#### [About this task]
If a line in the listing contains "leaf", copy it out whole.

#### [Material for this task]
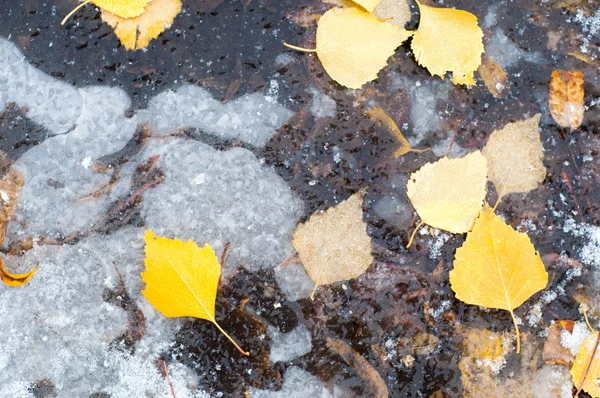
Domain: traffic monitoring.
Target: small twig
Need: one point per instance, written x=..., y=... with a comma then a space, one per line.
x=168, y=378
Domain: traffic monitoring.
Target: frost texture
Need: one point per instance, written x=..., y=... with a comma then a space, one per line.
x=252, y=118
x=52, y=103
x=59, y=326
x=297, y=383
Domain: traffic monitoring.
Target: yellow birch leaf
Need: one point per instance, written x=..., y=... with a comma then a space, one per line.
x=448, y=194
x=515, y=155
x=136, y=33
x=334, y=246
x=566, y=98
x=379, y=116
x=354, y=45
x=497, y=267
x=14, y=280
x=121, y=8
x=182, y=279
x=396, y=12
x=448, y=40
x=368, y=5
x=586, y=368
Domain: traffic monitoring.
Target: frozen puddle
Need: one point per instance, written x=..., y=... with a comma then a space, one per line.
x=60, y=326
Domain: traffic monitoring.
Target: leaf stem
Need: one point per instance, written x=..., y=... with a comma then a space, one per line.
x=230, y=339
x=517, y=330
x=412, y=236
x=74, y=11
x=305, y=50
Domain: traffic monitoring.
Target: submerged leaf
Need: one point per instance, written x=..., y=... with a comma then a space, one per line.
x=334, y=246
x=497, y=267
x=182, y=279
x=136, y=33
x=566, y=98
x=448, y=40
x=494, y=77
x=14, y=280
x=354, y=45
x=378, y=115
x=515, y=155
x=449, y=193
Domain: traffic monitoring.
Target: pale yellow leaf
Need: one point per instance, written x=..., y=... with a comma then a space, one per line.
x=15, y=280
x=497, y=267
x=334, y=246
x=121, y=8
x=368, y=5
x=586, y=368
x=449, y=193
x=515, y=155
x=136, y=33
x=354, y=45
x=448, y=40
x=396, y=12
x=182, y=279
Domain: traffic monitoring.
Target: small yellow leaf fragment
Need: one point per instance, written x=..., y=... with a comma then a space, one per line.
x=497, y=267
x=334, y=246
x=379, y=116
x=448, y=194
x=368, y=5
x=515, y=155
x=566, y=98
x=586, y=368
x=494, y=77
x=354, y=45
x=14, y=280
x=121, y=8
x=448, y=40
x=182, y=279
x=136, y=33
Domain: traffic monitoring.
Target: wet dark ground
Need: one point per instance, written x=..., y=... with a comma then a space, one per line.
x=223, y=44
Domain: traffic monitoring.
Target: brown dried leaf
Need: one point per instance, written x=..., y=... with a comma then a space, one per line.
x=554, y=352
x=334, y=246
x=566, y=98
x=494, y=77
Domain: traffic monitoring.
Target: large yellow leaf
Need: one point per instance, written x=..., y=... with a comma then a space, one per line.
x=586, y=368
x=136, y=33
x=353, y=45
x=514, y=155
x=14, y=280
x=368, y=5
x=449, y=193
x=182, y=279
x=497, y=267
x=122, y=8
x=334, y=246
x=448, y=40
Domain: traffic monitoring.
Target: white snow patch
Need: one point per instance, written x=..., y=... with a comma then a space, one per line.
x=252, y=118
x=322, y=105
x=572, y=341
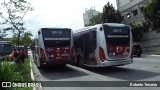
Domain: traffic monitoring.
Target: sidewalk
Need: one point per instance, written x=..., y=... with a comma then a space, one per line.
x=151, y=56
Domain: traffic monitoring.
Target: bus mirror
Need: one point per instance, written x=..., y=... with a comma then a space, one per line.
x=39, y=33
x=100, y=28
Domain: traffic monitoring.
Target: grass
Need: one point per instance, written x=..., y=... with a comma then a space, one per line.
x=26, y=73
x=16, y=72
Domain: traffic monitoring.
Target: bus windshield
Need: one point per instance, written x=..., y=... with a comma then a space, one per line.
x=56, y=37
x=117, y=35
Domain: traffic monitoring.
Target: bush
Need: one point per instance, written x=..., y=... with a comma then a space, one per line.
x=8, y=72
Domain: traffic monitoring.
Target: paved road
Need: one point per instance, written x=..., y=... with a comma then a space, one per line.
x=145, y=68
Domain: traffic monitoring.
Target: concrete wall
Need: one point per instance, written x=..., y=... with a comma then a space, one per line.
x=151, y=43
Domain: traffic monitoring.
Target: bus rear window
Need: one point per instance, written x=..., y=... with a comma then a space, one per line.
x=117, y=35
x=56, y=34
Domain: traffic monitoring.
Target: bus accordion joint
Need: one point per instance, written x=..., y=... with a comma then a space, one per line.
x=42, y=53
x=101, y=54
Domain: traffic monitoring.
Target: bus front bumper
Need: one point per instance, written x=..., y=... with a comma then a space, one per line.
x=119, y=62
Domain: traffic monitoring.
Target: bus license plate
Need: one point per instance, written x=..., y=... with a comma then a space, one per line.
x=58, y=54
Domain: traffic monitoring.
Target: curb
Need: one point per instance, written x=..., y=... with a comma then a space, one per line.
x=32, y=76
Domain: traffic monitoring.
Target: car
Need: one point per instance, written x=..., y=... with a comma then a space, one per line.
x=137, y=50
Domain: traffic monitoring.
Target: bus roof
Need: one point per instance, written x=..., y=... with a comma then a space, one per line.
x=109, y=24
x=54, y=28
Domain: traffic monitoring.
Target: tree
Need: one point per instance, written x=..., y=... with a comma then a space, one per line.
x=152, y=14
x=96, y=19
x=110, y=15
x=2, y=33
x=12, y=13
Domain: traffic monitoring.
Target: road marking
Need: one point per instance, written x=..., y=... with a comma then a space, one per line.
x=99, y=76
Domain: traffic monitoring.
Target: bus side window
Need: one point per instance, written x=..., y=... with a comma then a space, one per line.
x=92, y=40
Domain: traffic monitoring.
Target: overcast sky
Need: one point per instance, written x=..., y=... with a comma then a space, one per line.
x=60, y=13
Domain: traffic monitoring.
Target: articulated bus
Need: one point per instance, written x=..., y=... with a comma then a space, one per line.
x=54, y=46
x=6, y=48
x=102, y=45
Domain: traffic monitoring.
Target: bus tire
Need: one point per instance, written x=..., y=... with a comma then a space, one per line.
x=79, y=61
x=38, y=64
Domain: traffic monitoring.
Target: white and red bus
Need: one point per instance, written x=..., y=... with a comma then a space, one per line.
x=107, y=44
x=54, y=46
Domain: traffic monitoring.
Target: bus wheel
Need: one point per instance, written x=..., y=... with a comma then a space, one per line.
x=80, y=62
x=39, y=66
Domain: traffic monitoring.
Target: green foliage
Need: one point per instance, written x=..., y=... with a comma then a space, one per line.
x=152, y=14
x=15, y=72
x=12, y=13
x=96, y=19
x=137, y=31
x=110, y=15
x=8, y=72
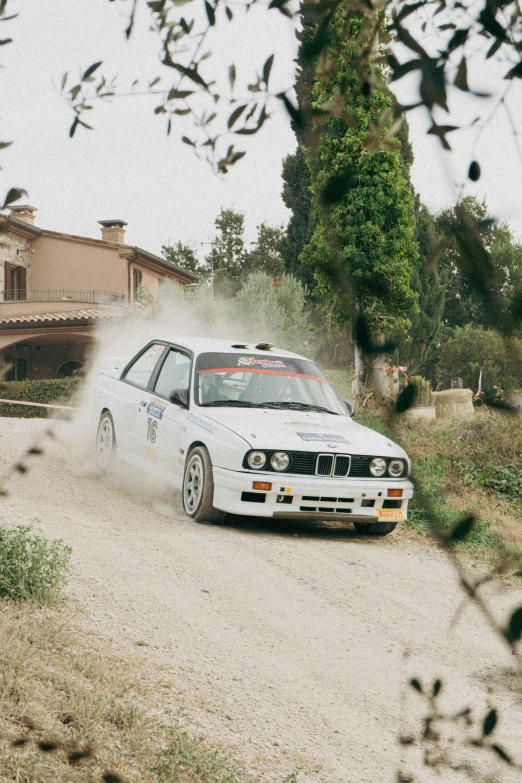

#### [Answer section]
Target: yellow birch leaf
Target: leaf stem
Target: submerged leaf
Target: pale yellow leaf
Target: small yellow leaf fragment
Target: brown dried leaf
Target: large yellow leaf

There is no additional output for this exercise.